DATA LINES ▸
○ ○ ○
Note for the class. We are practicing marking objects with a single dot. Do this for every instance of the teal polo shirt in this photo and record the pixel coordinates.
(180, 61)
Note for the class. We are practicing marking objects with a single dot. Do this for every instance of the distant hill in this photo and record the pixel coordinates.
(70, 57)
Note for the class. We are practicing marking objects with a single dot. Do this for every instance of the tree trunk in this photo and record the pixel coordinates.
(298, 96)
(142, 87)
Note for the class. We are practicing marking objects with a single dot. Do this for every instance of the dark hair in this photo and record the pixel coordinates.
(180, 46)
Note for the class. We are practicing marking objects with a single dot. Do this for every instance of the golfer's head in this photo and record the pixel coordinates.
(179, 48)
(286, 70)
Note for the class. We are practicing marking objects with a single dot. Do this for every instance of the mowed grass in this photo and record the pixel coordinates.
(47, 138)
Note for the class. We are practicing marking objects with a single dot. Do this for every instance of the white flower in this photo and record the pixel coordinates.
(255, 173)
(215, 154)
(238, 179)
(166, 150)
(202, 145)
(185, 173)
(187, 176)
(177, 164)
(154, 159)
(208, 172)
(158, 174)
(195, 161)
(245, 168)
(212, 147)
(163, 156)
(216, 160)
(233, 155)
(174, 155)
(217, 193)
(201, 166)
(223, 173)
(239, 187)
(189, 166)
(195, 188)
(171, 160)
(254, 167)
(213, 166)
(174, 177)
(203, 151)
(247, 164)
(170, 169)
○ ○ ○
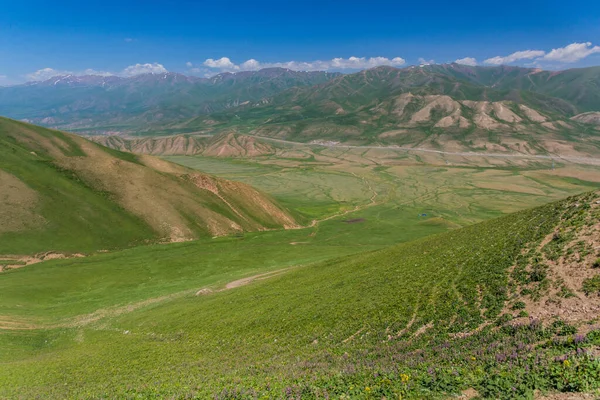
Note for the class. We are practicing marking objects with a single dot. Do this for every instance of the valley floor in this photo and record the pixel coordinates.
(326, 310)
○ ○ ○
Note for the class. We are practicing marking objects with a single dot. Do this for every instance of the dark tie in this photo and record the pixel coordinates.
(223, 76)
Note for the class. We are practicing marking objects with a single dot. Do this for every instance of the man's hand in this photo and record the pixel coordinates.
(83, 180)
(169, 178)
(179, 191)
○ ○ ○
EXERCISE AIM ▸
Pick out and copy each line of the items above that contains the word "dark". Treat uppercase and lowercase as different.

IN RESPONSE ▸
Note for the class. We are practicing marking objects with a single dot. Do this for every instance of the dark hair in this photo and record the pixel coordinates.
Note for the class. We are practicing marking objects with a single dot. Do this for every instance of the dark tie in this photo and record the pixel coordinates.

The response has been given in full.